■ Do this
Repeat the full listing, word for word.

____________

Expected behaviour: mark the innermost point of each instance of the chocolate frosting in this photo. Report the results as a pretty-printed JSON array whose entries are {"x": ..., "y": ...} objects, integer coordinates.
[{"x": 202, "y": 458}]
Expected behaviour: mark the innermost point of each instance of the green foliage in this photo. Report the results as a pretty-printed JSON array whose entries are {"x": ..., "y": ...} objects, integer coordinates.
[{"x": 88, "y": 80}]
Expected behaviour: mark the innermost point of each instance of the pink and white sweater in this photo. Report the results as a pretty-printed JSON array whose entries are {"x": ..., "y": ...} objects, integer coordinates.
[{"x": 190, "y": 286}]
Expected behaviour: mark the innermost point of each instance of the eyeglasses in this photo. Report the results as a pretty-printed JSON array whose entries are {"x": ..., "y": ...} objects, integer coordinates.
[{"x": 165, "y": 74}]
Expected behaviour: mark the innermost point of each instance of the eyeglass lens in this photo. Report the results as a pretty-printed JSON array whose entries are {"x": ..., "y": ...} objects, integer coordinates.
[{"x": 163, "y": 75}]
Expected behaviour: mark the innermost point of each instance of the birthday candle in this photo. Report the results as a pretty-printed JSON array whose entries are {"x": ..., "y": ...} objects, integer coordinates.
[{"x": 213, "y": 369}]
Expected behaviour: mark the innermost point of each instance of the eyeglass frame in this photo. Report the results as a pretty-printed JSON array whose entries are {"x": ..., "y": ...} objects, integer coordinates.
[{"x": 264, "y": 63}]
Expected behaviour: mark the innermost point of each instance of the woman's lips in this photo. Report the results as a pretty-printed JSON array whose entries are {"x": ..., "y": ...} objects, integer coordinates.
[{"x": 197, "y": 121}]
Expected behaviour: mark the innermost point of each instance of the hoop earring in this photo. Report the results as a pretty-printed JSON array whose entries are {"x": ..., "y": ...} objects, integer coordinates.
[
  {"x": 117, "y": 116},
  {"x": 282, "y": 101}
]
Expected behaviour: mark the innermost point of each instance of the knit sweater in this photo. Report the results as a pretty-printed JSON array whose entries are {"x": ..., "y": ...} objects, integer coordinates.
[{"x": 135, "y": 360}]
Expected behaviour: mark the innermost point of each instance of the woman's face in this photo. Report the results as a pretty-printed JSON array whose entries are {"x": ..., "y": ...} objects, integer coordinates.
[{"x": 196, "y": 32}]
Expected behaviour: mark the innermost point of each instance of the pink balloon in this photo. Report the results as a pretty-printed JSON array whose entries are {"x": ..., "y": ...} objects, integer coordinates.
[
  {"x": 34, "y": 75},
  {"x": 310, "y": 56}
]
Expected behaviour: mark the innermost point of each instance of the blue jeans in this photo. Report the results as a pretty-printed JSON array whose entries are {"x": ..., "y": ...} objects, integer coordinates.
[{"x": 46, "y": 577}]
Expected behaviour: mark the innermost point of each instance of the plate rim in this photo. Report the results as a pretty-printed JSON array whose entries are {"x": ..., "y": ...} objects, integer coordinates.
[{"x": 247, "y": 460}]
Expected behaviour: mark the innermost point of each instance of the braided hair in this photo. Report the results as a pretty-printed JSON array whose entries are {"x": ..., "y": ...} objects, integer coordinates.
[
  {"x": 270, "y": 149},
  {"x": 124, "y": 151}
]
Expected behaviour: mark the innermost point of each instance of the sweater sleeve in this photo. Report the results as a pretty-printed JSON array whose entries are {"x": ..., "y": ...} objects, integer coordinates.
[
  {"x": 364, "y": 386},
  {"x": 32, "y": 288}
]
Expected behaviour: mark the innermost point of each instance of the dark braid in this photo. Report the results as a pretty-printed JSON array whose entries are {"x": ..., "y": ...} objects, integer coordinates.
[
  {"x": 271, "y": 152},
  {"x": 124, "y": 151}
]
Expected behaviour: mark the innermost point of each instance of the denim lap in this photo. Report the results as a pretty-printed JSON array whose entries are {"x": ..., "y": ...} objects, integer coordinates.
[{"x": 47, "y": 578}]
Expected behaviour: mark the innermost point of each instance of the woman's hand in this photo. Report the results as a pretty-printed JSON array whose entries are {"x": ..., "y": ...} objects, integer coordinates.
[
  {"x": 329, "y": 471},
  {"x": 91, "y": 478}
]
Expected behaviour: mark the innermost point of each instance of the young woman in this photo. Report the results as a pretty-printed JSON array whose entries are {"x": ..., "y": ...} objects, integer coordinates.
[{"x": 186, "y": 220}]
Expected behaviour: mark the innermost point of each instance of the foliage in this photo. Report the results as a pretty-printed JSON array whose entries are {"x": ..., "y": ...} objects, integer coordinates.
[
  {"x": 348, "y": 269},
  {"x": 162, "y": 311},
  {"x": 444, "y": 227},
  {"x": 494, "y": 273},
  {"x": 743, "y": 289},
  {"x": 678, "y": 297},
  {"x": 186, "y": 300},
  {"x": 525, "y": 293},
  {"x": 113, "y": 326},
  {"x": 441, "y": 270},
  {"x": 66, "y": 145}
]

____________

■ Exercise result
Expected behaviour: mark the innermost point of each instance of the chocolate frosting in this photo. Report the results as a pretty-printed JSON array whose entries are {"x": ..., "y": ...} objects, integer coordinates.
[{"x": 202, "y": 458}]
Expected behaviour: mark the innermost point of each instance of the green foliage in this photo. Report the results as a pretty-printed JSON array whose entries are {"x": ..., "y": ...} objects, integer coordinates.
[{"x": 88, "y": 80}]
Expected behaviour: mark the innermost point of each instance of the pink and white sweater in this photo. Report the results as a pretty-printed JSON array whose entries are {"x": ..., "y": ...} objects, integer coordinates.
[{"x": 190, "y": 286}]
Expected behaviour: mark the innermost point of each instance of the eyeglasses in this photo. Report the results as a pretty-printed JSON array whose entries are {"x": ..., "y": ...} objects, integer coordinates.
[{"x": 165, "y": 74}]
Expected behaviour: mark the innermost point of each instance of the eyeglass lens in this photo. Report the results as a pretty-printed JSON array whose entries are {"x": ..., "y": ...} objects, integer coordinates.
[{"x": 163, "y": 75}]
Expected behaviour: mark the innermost point of each instance of the birthday candle in this photo. Report the results as a pretty-printed JSON array whose entries are {"x": ..., "y": ...} objects, integer coordinates.
[{"x": 213, "y": 369}]
Expected behaviour: mark the innermost point of each instance of the eyeglass frame in this photo. Report the results as a pretty-printed JSON array whose entries are {"x": ..., "y": ...} objects, integer coordinates.
[{"x": 264, "y": 63}]
Expected behaviour: mark the innermost point of each instance of the woman's lips in this photo. Report the results as a pretty-printed JSON array whose entries are {"x": ..., "y": ...} objects, integer coordinates.
[{"x": 197, "y": 121}]
Expected behaviour: mark the innermost point of each instance of the hoop earring in this photo. Report the results as a pretty-printed JSON array whose entries are {"x": ..., "y": ...} objects, integer coordinates.
[
  {"x": 117, "y": 116},
  {"x": 282, "y": 101}
]
Expected behaviour: mark the innermost point of each instance of the knit sweater in this photo. Report the results as a pretty-printed JSON array whose entries are {"x": ..., "y": ...} objects, integer coordinates.
[{"x": 135, "y": 360}]
Expected behaviour: mark the innermost point of each instance of the woman's face in this photo. Report the results as a pretty-printed JSON array whose entries are {"x": ..., "y": ...} objects, integer coordinates.
[{"x": 196, "y": 32}]
Expected behaviour: mark the innermost point of each instance of the pink balloon in this photo. Report the results as a pretty-printed JSON array whose entries are {"x": ..., "y": ...} objects, integer coordinates.
[
  {"x": 34, "y": 75},
  {"x": 310, "y": 56}
]
Expected behaviour: mark the innermost point of each instance of the blue jeans in this photo. Report the results as a pretty-printed JSON array whose entries are {"x": ..., "y": ...} objects, integer coordinates.
[{"x": 46, "y": 577}]
Expected behaviour: mark the innermost point of each instance of the plate rim in this photo. Report the results as a pretty-printed JSON array whose entries are {"x": ..., "y": ...} objects, integer coordinates.
[{"x": 247, "y": 460}]
Expected behaviour: mark the innermost point of each instance of the braided hair in this photo. Report the results as a pretty-printed JSON array whose entries are {"x": ..., "y": ...} objects, integer coordinates.
[
  {"x": 270, "y": 149},
  {"x": 124, "y": 151}
]
Expected behaviour: mark the innermost point of each instance of the sweater sleeve in this photo. Report the results as a pretty-printed JSON array whose entries are {"x": ..., "y": ...} objects, integer coordinates.
[
  {"x": 364, "y": 386},
  {"x": 32, "y": 288}
]
Expected behaviour: mark the innermost point of each instance of the dark braid in this photo. Report the results as a pretty-printed JSON array whose entries are {"x": ..., "y": ...} objects, integer coordinates.
[
  {"x": 271, "y": 152},
  {"x": 124, "y": 151}
]
Expected behaviour: mark the innermost point of each instance of the denim lap in this photo. Report the results as a pretty-printed JSON array whose entries are {"x": ..., "y": ...} objects, integer coordinates.
[{"x": 47, "y": 578}]
Expected behaviour: mark the innermost point of each instance of the woman's hand in this photo. Report the results as a pretty-printed JSON array whose entries are {"x": ..., "y": ...} objects, integer coordinates.
[
  {"x": 329, "y": 471},
  {"x": 91, "y": 478}
]
Expected behaviour: mark the innermost point of each instance of the young woman in this photo. Report the results as a pretty-printed JSON array whose entries are {"x": ..., "y": ...} objects, integer coordinates.
[{"x": 186, "y": 220}]
Expected behaviour: mark the innermost point of each instance of the foliage in this photo. Report the results as a pretty-printed JSON array whose entries are {"x": ..., "y": ...} objects, integer coordinates.
[
  {"x": 348, "y": 269},
  {"x": 162, "y": 311},
  {"x": 444, "y": 227},
  {"x": 494, "y": 273},
  {"x": 743, "y": 289},
  {"x": 678, "y": 297},
  {"x": 186, "y": 300},
  {"x": 525, "y": 293},
  {"x": 113, "y": 326},
  {"x": 441, "y": 270},
  {"x": 66, "y": 145}
]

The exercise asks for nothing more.